-- start of TASK DATA --

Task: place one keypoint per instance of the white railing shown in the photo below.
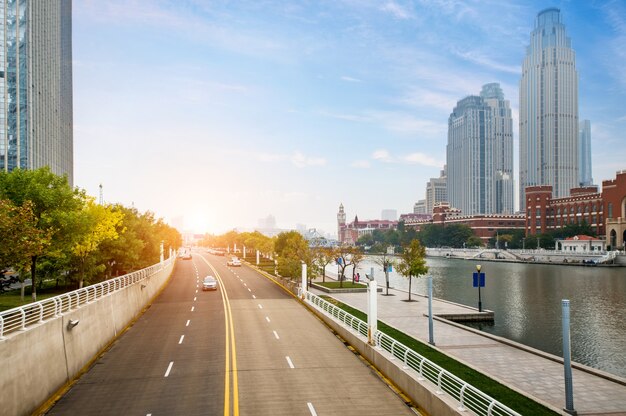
(18, 319)
(469, 397)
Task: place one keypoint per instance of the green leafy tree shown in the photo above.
(412, 262)
(20, 237)
(474, 241)
(292, 250)
(53, 202)
(385, 261)
(96, 223)
(322, 257)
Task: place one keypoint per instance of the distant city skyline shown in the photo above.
(223, 112)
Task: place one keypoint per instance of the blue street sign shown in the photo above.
(479, 278)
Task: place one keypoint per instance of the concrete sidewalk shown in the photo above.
(534, 373)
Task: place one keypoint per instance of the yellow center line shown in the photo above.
(231, 351)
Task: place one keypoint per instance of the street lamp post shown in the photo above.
(480, 303)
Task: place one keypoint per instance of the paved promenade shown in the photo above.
(521, 368)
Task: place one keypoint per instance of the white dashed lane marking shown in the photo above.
(169, 368)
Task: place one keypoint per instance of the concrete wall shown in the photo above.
(39, 361)
(422, 393)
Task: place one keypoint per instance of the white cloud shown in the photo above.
(382, 154)
(361, 164)
(299, 160)
(480, 59)
(350, 79)
(396, 10)
(422, 159)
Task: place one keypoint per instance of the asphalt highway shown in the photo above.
(248, 348)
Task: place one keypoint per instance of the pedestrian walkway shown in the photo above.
(517, 366)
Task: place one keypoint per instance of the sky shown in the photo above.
(219, 113)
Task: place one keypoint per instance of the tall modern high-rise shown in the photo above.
(480, 154)
(436, 191)
(36, 123)
(548, 109)
(584, 153)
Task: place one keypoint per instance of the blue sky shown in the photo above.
(222, 112)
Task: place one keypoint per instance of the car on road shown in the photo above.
(209, 283)
(234, 262)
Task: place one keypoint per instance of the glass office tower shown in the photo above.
(36, 123)
(479, 154)
(584, 153)
(549, 109)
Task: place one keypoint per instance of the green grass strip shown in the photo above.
(516, 401)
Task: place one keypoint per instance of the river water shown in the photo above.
(526, 299)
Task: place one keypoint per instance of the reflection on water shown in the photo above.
(526, 299)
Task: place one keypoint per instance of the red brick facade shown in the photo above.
(484, 226)
(605, 211)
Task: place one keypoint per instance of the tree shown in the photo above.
(322, 257)
(97, 223)
(474, 241)
(356, 258)
(52, 199)
(292, 250)
(385, 261)
(20, 237)
(412, 262)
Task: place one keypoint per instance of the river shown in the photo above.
(526, 299)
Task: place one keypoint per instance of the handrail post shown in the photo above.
(461, 408)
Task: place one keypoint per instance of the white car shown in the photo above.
(234, 262)
(209, 283)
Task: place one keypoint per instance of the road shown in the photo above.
(249, 348)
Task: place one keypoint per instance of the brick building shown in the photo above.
(604, 211)
(484, 226)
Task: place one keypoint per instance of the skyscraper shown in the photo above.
(436, 191)
(36, 123)
(584, 153)
(480, 153)
(549, 109)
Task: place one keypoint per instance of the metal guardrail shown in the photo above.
(18, 319)
(469, 397)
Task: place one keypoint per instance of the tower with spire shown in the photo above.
(341, 223)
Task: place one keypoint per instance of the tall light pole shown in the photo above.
(480, 303)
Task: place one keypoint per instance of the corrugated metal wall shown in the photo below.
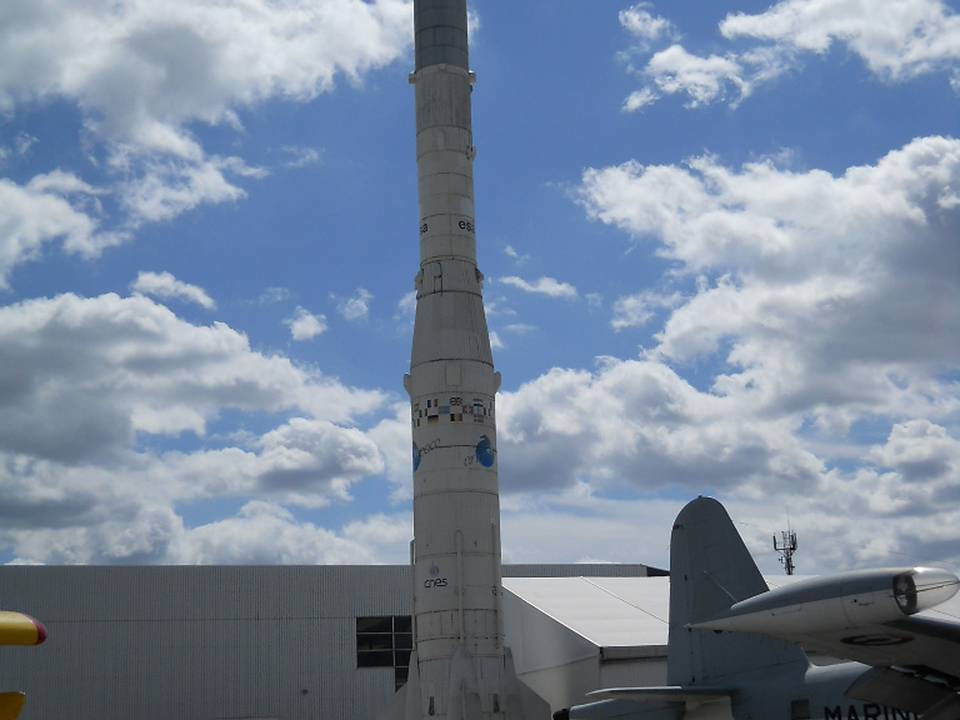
(212, 642)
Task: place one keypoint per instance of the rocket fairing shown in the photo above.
(460, 668)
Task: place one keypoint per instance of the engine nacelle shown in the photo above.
(838, 602)
(19, 629)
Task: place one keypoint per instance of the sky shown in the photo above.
(721, 244)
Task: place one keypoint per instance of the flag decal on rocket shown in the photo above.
(485, 454)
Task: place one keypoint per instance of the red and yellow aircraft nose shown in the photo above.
(20, 629)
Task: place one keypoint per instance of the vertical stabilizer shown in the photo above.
(710, 569)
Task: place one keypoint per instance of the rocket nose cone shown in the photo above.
(934, 586)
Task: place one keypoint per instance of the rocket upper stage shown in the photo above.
(441, 33)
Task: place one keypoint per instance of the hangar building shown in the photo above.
(302, 642)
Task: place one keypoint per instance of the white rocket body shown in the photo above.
(460, 669)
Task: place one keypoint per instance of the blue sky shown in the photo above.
(721, 250)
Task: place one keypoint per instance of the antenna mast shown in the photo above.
(786, 546)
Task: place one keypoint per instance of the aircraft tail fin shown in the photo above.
(710, 570)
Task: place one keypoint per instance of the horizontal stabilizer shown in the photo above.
(690, 696)
(907, 691)
(10, 705)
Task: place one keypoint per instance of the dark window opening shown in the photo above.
(386, 641)
(800, 710)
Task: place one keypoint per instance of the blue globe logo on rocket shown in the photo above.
(485, 452)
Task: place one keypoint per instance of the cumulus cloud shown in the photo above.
(165, 285)
(640, 425)
(820, 303)
(274, 295)
(515, 255)
(55, 206)
(86, 384)
(639, 99)
(407, 305)
(356, 307)
(643, 24)
(834, 291)
(300, 157)
(304, 325)
(83, 376)
(639, 309)
(896, 40)
(266, 533)
(157, 69)
(551, 287)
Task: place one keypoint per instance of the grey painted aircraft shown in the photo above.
(734, 645)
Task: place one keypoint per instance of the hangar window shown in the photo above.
(385, 641)
(800, 710)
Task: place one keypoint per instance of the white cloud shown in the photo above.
(86, 384)
(165, 285)
(821, 304)
(512, 253)
(356, 307)
(55, 206)
(639, 309)
(274, 295)
(828, 292)
(640, 424)
(407, 305)
(300, 157)
(268, 534)
(81, 377)
(639, 99)
(157, 69)
(702, 79)
(920, 451)
(304, 325)
(166, 189)
(897, 40)
(644, 25)
(548, 286)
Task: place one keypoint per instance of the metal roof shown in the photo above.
(609, 612)
(623, 612)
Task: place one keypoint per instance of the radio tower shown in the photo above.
(786, 546)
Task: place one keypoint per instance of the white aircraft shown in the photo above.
(734, 645)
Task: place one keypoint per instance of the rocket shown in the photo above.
(460, 668)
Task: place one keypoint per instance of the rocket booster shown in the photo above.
(460, 668)
(452, 382)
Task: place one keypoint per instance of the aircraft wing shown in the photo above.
(919, 642)
(691, 696)
(871, 617)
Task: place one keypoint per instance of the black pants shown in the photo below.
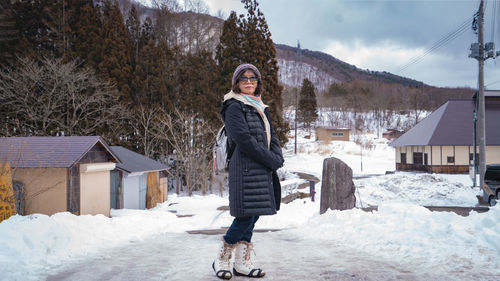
(241, 230)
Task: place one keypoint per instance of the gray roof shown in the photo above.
(47, 152)
(134, 162)
(452, 124)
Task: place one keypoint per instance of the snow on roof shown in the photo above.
(135, 162)
(333, 128)
(47, 152)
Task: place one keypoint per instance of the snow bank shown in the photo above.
(411, 234)
(29, 244)
(417, 188)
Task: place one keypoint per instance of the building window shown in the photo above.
(418, 158)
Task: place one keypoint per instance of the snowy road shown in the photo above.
(167, 257)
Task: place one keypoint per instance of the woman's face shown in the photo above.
(248, 83)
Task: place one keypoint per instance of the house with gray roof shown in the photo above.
(136, 181)
(59, 174)
(443, 141)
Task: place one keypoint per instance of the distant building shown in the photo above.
(391, 134)
(136, 181)
(59, 174)
(326, 133)
(443, 141)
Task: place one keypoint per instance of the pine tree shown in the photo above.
(133, 24)
(247, 39)
(115, 64)
(307, 111)
(86, 39)
(228, 52)
(258, 49)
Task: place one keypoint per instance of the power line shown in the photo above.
(441, 42)
(493, 20)
(492, 83)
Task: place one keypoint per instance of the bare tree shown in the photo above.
(144, 122)
(192, 141)
(52, 97)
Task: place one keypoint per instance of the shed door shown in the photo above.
(143, 187)
(115, 189)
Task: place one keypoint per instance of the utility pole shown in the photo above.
(481, 52)
(297, 98)
(481, 115)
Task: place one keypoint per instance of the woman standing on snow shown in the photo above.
(254, 187)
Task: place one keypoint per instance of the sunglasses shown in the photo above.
(251, 79)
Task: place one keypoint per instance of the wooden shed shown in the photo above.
(59, 174)
(136, 182)
(327, 133)
(443, 141)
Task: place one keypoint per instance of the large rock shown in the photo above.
(337, 188)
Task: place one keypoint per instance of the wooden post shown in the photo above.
(337, 187)
(7, 195)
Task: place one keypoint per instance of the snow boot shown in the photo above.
(222, 263)
(243, 261)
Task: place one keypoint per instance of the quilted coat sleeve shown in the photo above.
(275, 144)
(237, 128)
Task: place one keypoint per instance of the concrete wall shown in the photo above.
(327, 134)
(45, 189)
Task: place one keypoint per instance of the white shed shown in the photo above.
(132, 178)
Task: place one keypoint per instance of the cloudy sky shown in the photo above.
(387, 35)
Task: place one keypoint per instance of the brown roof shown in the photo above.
(452, 124)
(47, 152)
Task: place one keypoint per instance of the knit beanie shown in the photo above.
(241, 68)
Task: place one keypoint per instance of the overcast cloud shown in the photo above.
(385, 35)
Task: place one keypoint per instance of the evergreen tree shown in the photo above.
(247, 39)
(228, 52)
(258, 49)
(134, 28)
(86, 39)
(307, 111)
(115, 64)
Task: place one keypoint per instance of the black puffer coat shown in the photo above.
(254, 187)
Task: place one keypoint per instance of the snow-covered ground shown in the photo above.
(406, 239)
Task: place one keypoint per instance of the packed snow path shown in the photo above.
(182, 256)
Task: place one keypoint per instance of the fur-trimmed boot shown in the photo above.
(222, 263)
(243, 261)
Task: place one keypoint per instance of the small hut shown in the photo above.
(327, 133)
(59, 174)
(136, 182)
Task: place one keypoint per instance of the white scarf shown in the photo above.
(258, 105)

-- end of TASK DATA --

→ WHAT YOU HAVE TO DO
Copy out everything from the line containing "Task: place one keypoint per instance of the white scarf" down to the end of the rows, with "white scarf" changed to "red scarf" and nothing else altered.

→ TASK RESULT
Task: place one keypoint per instance of the red scarf shown in the photo above.
(258, 105)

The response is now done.